- **DO THIS**
List every line in the rows below that contains the string "with". Case counts.
** START **
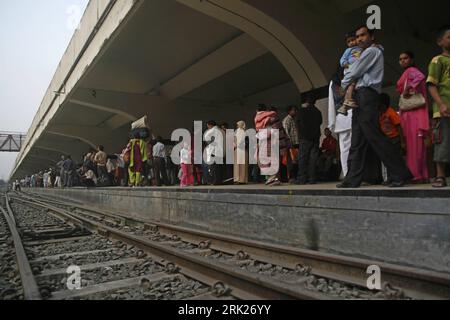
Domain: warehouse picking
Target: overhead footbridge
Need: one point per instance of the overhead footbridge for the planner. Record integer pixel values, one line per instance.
(183, 60)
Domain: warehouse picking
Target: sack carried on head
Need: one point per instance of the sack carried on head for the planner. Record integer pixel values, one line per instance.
(140, 133)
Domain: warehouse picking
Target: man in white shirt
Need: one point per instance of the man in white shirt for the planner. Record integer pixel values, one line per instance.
(159, 162)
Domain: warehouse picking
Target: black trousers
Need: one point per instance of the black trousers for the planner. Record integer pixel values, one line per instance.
(160, 171)
(366, 133)
(307, 162)
(216, 174)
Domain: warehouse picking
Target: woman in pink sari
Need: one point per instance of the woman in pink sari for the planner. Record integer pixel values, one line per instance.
(415, 123)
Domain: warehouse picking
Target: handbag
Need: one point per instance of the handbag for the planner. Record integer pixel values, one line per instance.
(416, 100)
(436, 133)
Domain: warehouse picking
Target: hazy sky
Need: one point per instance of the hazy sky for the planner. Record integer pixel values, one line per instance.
(33, 37)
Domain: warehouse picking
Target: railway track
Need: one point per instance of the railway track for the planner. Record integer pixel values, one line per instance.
(252, 270)
(49, 248)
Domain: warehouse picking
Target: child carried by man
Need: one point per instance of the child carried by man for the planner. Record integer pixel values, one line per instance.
(350, 56)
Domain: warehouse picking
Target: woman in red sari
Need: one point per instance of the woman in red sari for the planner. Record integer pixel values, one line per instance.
(415, 123)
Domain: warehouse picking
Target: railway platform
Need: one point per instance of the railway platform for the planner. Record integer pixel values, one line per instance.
(408, 226)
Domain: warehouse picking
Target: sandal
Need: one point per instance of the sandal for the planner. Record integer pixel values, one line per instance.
(440, 182)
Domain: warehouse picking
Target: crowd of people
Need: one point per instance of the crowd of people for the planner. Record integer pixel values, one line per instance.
(376, 143)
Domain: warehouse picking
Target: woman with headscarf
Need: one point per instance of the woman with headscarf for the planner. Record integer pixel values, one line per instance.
(265, 120)
(240, 155)
(187, 169)
(415, 123)
(138, 158)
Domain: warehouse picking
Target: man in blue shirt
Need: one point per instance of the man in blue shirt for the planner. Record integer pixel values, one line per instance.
(368, 73)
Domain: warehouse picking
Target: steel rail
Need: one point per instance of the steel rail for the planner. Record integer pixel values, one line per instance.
(416, 283)
(30, 287)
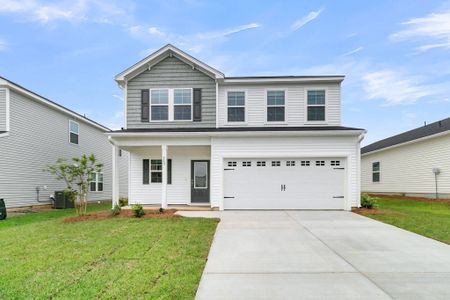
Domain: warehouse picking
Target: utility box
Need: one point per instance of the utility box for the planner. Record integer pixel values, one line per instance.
(2, 209)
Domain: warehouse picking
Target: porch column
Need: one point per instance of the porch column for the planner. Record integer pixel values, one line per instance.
(164, 176)
(115, 175)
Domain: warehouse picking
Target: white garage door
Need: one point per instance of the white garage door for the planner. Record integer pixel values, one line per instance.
(301, 183)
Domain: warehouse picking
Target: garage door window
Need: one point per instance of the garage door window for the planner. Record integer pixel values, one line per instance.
(376, 171)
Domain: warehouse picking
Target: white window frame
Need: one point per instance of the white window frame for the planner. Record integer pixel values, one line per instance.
(151, 104)
(97, 181)
(316, 88)
(174, 105)
(77, 133)
(285, 106)
(244, 106)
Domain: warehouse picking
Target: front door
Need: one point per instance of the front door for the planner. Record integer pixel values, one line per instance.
(199, 181)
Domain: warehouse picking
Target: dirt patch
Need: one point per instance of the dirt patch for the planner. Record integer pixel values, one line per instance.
(168, 213)
(421, 199)
(375, 211)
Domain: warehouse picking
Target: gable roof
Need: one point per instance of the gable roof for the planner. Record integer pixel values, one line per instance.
(157, 56)
(409, 136)
(20, 89)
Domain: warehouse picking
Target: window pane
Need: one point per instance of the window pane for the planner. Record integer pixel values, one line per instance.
(156, 177)
(182, 112)
(156, 165)
(160, 96)
(316, 97)
(236, 114)
(316, 113)
(73, 127)
(160, 113)
(376, 177)
(236, 98)
(182, 96)
(376, 166)
(74, 138)
(200, 174)
(275, 114)
(275, 98)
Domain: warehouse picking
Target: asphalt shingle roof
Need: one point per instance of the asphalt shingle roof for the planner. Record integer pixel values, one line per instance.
(421, 132)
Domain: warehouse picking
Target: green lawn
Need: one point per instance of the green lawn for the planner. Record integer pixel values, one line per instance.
(41, 257)
(431, 219)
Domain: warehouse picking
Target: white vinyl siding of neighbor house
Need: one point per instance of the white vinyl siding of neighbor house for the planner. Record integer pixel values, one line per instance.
(179, 191)
(38, 136)
(295, 104)
(4, 109)
(292, 147)
(408, 168)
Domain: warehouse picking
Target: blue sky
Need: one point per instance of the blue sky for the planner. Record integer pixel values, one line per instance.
(395, 54)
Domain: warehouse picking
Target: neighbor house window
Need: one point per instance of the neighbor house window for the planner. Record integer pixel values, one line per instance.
(236, 106)
(182, 104)
(275, 106)
(316, 105)
(74, 131)
(159, 105)
(376, 171)
(96, 182)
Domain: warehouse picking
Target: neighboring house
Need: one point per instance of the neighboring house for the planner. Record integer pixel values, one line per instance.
(35, 132)
(197, 137)
(406, 163)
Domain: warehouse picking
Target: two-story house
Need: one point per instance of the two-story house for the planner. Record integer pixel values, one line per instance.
(34, 133)
(197, 137)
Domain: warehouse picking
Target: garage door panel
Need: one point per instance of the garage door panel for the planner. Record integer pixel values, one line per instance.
(285, 185)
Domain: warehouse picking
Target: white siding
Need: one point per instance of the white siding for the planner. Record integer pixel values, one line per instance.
(3, 113)
(38, 137)
(284, 147)
(408, 168)
(295, 111)
(179, 192)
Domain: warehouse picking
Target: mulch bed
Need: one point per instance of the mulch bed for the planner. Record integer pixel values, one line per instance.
** END **
- **TASK ANSWER**
Target: woman with headscarf
Need: one point per instance of the woman with headscarf for the planner. Record integer pixel values, one line per instance.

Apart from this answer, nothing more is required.